[R] Query on R-squared correlation coefficient for linear regression through origin
J C Nash
pro|jcn@@h @end|ng |rom gm@||@com
Thu Sep 27 14:43:17 CEST 2018
This issue that traces back to the very unfortunate use
of R-squared as the name of a tool to simply compare a model to the model that
is a single number (the mean). The mean can be shown to be the optimal choice
for a model that is a single number, so it makes sense to try to do better.
The OP has the correct form -- and I find no matter what the software, when
working with models that do NOT have a constant in them (i.e., nonlinear
models, regression through the origin) it pays to do the calculation
"manually". In R it is really easy to write the necessary function, so
why take a chance that a software developer has tried to expand the concept
using a personal choice that is beyond a clear definition.
I've commented elsewhere that I use this statistic even for nonlinear
models in my own software, since I think one should do better than the
mean for a model, but other workers shy away from using it for nonlinear
models because there may be false interpretation based on its use for
linear models.
JN
On 2018-09-27 06:56 AM, Patrick Barrie wrote:
> I have a query on the R-squared correlation coefficient for linear
> regression through the origin.
>
> The general expression for R-squared in regression (whether linear or
> non-linear) is
> R-squared = 1 - sum(y-ypredicted)^2 / sum(y-ybar)^2
>
> However, the lm function within R does not seem to use this expression
> when the intercept is constrained to be zero. It gives results different
> to Excel and other data analysis packages.

◆ Requirements
Carry on the mailing-list post about R-squared for regression through the origin, starting right after its last sentence.

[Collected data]
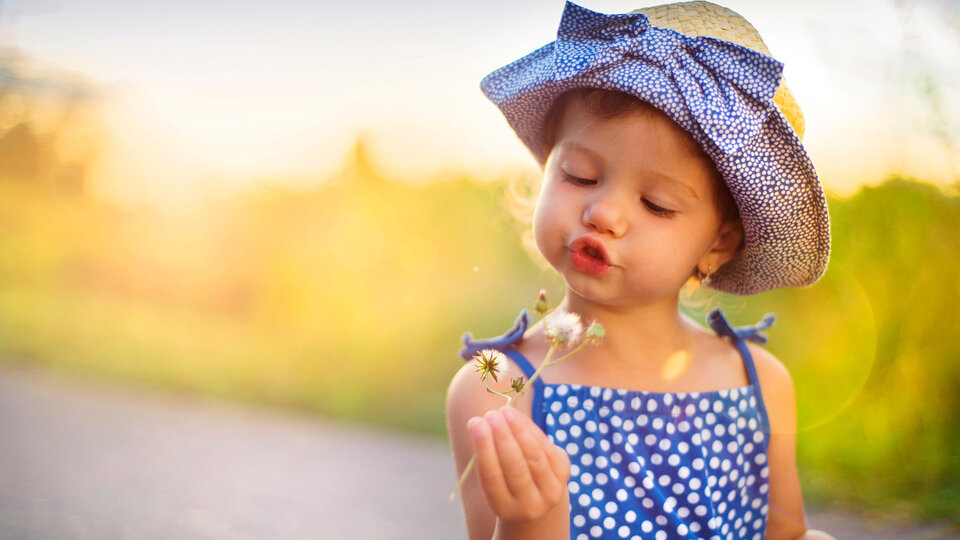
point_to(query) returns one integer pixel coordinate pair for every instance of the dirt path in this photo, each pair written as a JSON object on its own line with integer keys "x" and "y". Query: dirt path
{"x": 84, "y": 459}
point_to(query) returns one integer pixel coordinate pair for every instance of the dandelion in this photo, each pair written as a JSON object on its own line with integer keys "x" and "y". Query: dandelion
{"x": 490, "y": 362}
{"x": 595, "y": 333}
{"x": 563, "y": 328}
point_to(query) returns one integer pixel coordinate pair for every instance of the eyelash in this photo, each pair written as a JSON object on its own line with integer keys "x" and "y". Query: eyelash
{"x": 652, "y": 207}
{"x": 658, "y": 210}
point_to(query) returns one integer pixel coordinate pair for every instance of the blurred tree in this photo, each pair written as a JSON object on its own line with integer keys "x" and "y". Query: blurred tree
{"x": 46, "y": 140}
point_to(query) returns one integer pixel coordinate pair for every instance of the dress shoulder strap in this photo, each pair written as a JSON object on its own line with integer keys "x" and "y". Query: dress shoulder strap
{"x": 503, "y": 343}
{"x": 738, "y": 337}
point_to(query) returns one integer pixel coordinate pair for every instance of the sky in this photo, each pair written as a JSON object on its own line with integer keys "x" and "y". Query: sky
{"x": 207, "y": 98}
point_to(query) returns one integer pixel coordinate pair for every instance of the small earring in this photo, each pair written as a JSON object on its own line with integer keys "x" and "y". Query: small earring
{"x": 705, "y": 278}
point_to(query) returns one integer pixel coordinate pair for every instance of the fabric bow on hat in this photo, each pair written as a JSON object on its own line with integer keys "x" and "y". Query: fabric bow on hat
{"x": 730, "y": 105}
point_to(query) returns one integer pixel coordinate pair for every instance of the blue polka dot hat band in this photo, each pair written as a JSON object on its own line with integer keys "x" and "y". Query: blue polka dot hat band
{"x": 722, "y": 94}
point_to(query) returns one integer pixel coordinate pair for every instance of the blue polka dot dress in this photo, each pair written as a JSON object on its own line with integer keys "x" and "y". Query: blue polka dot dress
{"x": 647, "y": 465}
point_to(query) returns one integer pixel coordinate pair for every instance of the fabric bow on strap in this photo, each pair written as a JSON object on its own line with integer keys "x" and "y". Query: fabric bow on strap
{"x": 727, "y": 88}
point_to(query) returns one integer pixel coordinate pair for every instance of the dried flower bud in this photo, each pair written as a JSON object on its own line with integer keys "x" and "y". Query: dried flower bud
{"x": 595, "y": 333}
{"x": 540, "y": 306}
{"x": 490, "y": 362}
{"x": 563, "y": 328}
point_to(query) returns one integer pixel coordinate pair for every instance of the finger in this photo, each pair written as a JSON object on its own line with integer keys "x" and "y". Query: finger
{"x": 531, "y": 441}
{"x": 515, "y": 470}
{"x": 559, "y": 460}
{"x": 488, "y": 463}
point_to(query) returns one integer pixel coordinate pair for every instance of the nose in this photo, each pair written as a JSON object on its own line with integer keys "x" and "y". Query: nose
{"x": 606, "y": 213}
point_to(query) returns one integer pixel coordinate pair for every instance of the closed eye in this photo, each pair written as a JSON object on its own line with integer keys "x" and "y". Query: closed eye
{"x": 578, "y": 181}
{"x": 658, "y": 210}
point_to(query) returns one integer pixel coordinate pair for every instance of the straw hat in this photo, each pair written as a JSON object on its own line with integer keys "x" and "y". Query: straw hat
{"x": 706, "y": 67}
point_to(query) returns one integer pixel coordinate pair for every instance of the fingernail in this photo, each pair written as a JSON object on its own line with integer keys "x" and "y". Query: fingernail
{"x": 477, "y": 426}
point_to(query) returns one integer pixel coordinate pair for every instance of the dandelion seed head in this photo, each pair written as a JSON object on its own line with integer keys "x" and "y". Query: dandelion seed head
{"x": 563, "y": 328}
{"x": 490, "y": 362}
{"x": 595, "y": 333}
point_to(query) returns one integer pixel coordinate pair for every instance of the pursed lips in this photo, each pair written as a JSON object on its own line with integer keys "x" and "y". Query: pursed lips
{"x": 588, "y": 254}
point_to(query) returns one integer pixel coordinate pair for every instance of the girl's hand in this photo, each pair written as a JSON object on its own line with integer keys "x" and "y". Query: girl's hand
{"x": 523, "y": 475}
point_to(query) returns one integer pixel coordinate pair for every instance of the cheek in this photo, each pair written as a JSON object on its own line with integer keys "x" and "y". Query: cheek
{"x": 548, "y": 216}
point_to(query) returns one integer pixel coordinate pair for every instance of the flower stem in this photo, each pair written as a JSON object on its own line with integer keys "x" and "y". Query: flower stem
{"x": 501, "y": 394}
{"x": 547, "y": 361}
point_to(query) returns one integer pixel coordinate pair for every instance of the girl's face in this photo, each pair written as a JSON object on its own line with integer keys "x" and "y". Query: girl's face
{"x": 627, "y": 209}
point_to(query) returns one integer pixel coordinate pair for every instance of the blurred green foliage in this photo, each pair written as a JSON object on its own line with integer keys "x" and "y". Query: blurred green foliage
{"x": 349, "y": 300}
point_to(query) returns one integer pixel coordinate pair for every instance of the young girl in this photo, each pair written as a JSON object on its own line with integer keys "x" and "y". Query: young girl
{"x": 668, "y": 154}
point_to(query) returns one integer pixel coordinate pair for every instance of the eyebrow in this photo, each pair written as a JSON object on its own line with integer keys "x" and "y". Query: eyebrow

◆ Written reply
>
> As an example (using built-in cars dataframe):
>> cars.lm=lm(dist ~ 0+speed, data=cars) # linear regression through
> origin
>> summary(cars.lm)$r.squared # report R-squared [1] 0.8962893 >
> 1-deviance(cars.lm)/sum((cars$dist-mean(cars$dist))^2) # calculates
> R-squared directly [1] 0.6018997 > # The latter corresponds to the value
> reported by Excel (and other data analysis packages) > > # Note that we
> expect R-squared to be smaller for linear regression through the origin
> > # than for linear regression without a constraint (which is 0.6511 in
> this example)
>
> Does anyone know what R is doing in this case? Is there an option to get
> R to return what I termed the "general" expression for R-squared? The
> adjusted R-squared value is also affected. [Other parameters all seem
> correct.]
>
> Thanks for any help on this issue,
>
> Patrick
>
> P.S. I believe old versions of Excel (before 2003) also had this issue.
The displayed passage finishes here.